I could do that, actually making the ID available in some way to userspace is a 
good idea, however I'm still in favor of the fooX_label approach because:

1) The driver will need the table it currently has no matter what, to determine
    which inputs the model / this specific member of the family has, and at
    which addresses these inputs reside and what type they have.

    Since the table is already there, I might as well at the labels there and
    have all info in a single place == less maintainance / no sync problems

2) With dyn chip support in place (soon hopefully) a newer kernel with support
    for new motherboards added to the table, will just work without requiring
    userspace updates. When the labels are in sensors.conf userspace will need
    updating too, and if sensors.conf has been edited, it will require manual
    intervention / editing  even.

    More in general if other drivers, for example CPU / chipset internal
    sensor temp drivers get added, they can have foo#_label sysfs entries too,
    and the new dyn chip support libsensors will do the right thing.

    Atleast Fedora, and probably other distro's update the kernel way more often
    then userspace tools.

•••••

## EXERCISES TO COMPLETE
**A)** Answer these about the message, each in one line:
(i) According to point 1, what does the driver's table determine about the inputs?
(ii) Which distribution does the message name as updating the kernel more often than userspace tools?
(iii) If sensors.conf has been edited, what will updating it require?
**B)** Please write out the part of the message from "2) With dyn" to "then userspace tools." word for word.

## INFORMATION SHOWN

•••••

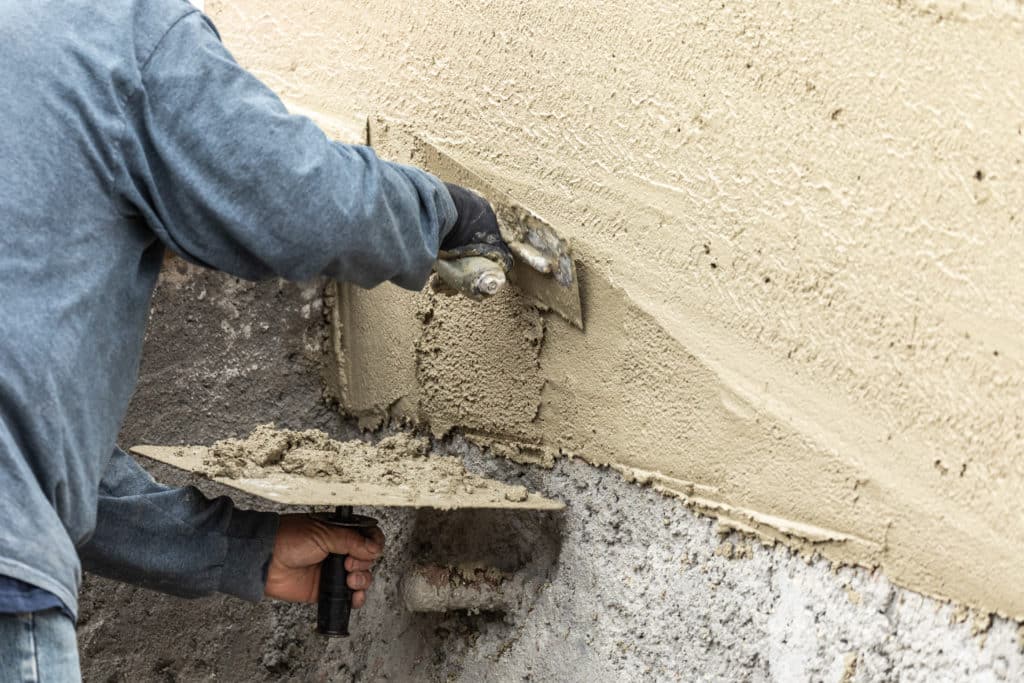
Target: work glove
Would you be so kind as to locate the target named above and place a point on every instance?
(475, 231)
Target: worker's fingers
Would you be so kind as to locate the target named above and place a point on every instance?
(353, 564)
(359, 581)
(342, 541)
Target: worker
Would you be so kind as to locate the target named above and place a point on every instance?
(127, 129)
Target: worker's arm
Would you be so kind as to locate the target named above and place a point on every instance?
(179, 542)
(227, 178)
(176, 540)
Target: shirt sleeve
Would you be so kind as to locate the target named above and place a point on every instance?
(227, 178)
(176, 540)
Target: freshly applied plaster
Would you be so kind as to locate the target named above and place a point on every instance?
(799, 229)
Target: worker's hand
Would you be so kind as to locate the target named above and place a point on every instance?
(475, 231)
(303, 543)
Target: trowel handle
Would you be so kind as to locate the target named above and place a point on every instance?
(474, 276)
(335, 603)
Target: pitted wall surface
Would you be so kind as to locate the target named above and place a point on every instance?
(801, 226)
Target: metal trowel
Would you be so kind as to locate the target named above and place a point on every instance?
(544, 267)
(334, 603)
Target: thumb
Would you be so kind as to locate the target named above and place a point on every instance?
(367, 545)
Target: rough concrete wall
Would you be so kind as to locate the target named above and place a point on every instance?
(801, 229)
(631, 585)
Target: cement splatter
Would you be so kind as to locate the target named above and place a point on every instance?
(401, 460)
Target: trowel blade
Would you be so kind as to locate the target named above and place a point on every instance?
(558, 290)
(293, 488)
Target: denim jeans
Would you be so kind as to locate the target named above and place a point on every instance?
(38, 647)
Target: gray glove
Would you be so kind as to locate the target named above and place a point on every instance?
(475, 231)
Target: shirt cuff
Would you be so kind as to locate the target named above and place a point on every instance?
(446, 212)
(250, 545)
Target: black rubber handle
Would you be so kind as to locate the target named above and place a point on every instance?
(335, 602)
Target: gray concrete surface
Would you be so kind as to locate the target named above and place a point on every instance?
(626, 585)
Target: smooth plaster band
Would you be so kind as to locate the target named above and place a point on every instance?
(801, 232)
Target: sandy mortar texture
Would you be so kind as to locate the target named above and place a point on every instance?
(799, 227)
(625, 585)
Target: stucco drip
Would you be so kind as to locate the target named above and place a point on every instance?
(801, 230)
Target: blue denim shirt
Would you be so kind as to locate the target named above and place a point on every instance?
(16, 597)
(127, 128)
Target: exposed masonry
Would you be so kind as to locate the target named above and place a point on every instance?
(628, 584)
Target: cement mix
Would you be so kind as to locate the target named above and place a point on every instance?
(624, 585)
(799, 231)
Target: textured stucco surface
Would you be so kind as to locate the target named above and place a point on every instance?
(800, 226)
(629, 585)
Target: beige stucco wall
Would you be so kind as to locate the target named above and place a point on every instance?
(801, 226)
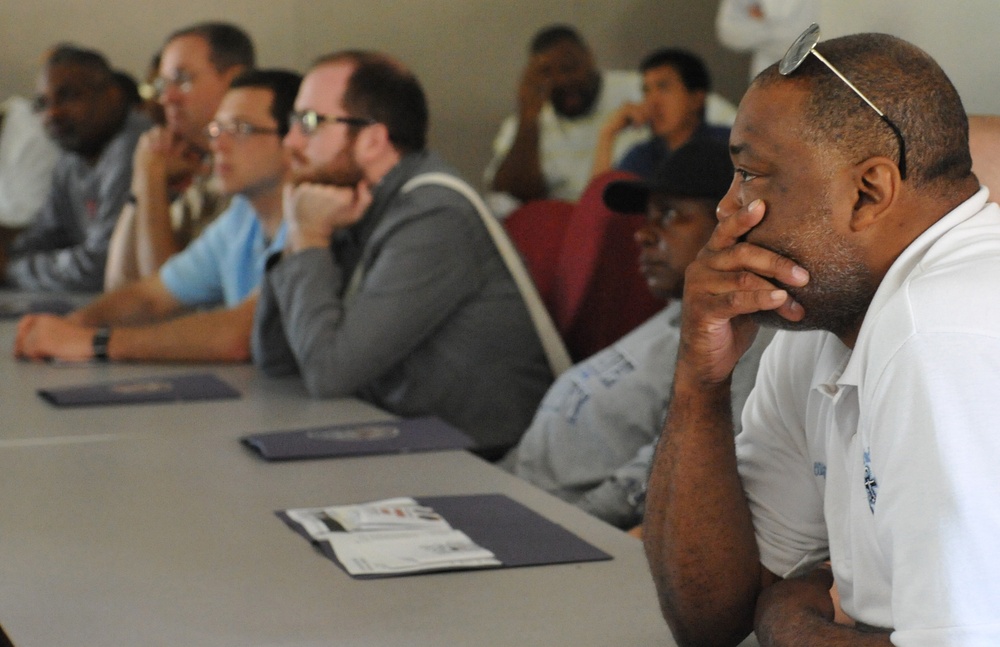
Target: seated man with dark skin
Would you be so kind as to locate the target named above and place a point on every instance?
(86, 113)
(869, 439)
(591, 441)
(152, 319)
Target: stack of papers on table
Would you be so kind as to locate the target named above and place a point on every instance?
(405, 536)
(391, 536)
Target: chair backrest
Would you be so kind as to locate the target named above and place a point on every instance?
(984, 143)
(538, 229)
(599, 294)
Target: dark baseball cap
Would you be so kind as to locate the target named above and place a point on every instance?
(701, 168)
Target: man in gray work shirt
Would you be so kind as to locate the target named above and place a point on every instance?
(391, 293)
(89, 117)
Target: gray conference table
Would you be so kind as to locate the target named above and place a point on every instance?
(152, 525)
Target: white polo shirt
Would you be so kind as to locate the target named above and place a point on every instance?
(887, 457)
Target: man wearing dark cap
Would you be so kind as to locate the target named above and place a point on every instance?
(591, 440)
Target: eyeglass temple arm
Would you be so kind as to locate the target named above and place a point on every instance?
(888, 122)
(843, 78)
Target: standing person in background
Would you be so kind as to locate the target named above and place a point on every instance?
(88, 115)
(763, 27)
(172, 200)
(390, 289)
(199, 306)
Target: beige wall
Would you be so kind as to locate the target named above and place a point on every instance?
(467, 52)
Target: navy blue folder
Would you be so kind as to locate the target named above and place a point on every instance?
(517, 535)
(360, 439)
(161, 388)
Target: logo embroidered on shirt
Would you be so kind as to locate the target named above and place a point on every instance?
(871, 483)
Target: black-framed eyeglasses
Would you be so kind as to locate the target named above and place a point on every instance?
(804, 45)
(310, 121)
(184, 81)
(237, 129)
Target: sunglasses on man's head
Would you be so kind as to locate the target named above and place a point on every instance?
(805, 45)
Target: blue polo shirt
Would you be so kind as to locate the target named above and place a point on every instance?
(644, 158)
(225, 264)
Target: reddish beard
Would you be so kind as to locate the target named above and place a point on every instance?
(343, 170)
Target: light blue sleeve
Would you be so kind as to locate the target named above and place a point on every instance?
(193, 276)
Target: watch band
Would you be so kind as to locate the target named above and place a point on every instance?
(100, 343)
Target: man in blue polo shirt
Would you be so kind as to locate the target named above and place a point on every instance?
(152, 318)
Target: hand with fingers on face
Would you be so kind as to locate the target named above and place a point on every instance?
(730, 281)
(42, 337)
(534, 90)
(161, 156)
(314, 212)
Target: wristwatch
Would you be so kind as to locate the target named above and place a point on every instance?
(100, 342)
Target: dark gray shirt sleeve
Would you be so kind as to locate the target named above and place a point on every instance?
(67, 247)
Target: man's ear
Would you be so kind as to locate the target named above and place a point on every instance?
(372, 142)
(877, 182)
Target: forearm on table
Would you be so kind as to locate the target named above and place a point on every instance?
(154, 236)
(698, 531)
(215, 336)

•••••

## SOLUTIONS BELOW
**A)**
(i) Which inputs the model or specific family member has, at which addresses they reside, and what type they have.
(ii) Fedora.
(iii) Manual intervention or editing.

**B)**
2) With dyn chip support in place (soon hopefully) a newer kernel with support
    for new motherboards added to the table, will just work without requiring
    userspace updates. When the labels are in sensors.conf userspace will need
    updating too, and if sensors.conf has been edited, it will require manual
    intervention / editing  even.

    More in general if other drivers, for example CPU / chipset internal
    sensor temp drivers get added, they can have foo#_label sysfs entries too,
    and the new dyn chip support libsensors will do the right thing.

    Atleast Fedora, and probably other distro's update the kernel way more often
    then userspace tools.